— BEGIN Data shown —
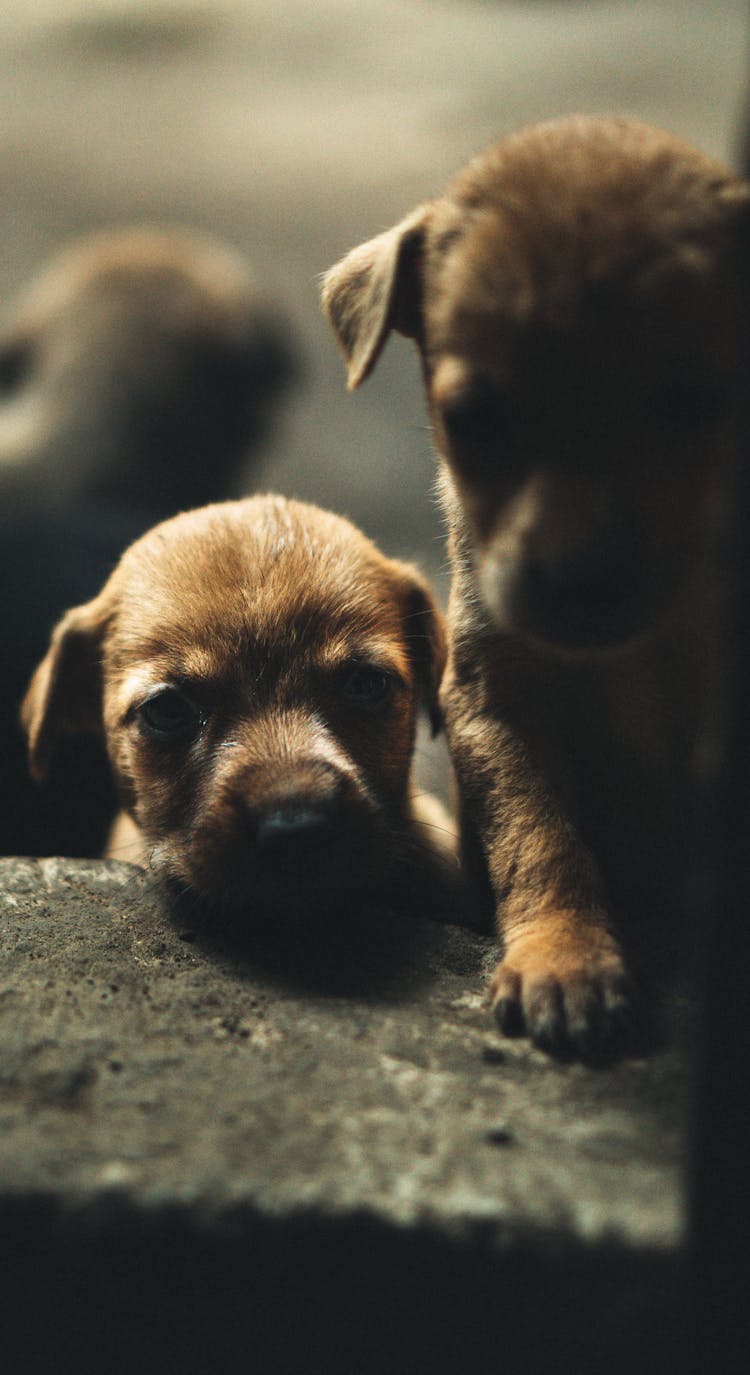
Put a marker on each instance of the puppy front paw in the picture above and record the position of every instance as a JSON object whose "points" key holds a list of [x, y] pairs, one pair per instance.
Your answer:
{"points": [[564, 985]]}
— END Data shown —
— BEGIN Data shown —
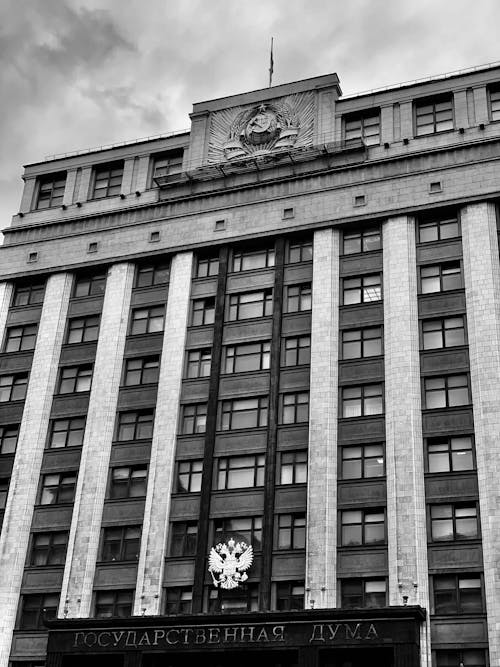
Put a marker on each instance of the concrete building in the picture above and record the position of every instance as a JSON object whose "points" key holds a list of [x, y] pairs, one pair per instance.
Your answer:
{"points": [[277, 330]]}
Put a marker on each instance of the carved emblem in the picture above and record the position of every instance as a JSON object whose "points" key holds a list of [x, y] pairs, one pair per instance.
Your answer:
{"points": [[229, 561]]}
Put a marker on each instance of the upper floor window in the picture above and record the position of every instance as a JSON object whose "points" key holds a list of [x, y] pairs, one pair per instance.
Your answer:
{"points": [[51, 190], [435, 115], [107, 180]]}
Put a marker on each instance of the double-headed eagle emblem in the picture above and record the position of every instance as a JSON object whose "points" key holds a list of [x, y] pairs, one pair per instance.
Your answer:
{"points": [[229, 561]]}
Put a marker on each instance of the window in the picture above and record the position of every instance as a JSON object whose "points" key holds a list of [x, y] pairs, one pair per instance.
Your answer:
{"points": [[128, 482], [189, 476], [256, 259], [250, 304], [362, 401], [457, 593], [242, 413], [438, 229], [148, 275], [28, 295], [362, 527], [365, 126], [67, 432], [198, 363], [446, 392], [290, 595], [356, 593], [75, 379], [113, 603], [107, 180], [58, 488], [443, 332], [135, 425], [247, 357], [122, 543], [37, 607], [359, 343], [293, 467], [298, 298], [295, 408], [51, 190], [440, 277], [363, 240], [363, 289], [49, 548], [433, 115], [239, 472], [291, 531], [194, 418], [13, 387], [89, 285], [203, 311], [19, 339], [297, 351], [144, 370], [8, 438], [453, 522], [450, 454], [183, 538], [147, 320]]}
— END Data shown —
— BEGIN Data shown —
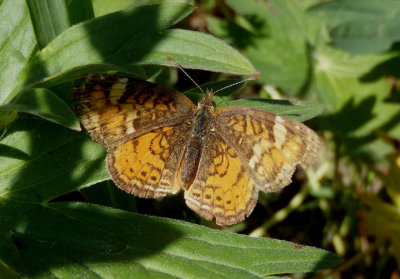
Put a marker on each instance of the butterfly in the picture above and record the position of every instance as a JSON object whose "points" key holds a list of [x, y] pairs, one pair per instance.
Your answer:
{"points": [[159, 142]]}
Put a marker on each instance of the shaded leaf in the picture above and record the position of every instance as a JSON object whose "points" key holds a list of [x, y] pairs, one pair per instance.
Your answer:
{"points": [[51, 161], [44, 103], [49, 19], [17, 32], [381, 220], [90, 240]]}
— END Data shown —
Short exercise> Extract each line of the listing above that contains the string "emblem", treating uppercase and lowercase letters as different.

Response>
Put a marker on each instance of the carved emblem in the picture above and record the position of every instance as a JSON object whose "points" key holds a list of [x, y] pairs, one pair per instance.
Put a marker on each instance of the double-headed eagle emblem in the picture above and record the position of every instance as a JSON object whose "points" key holds a list of [x, y] pairs, one pair per instance.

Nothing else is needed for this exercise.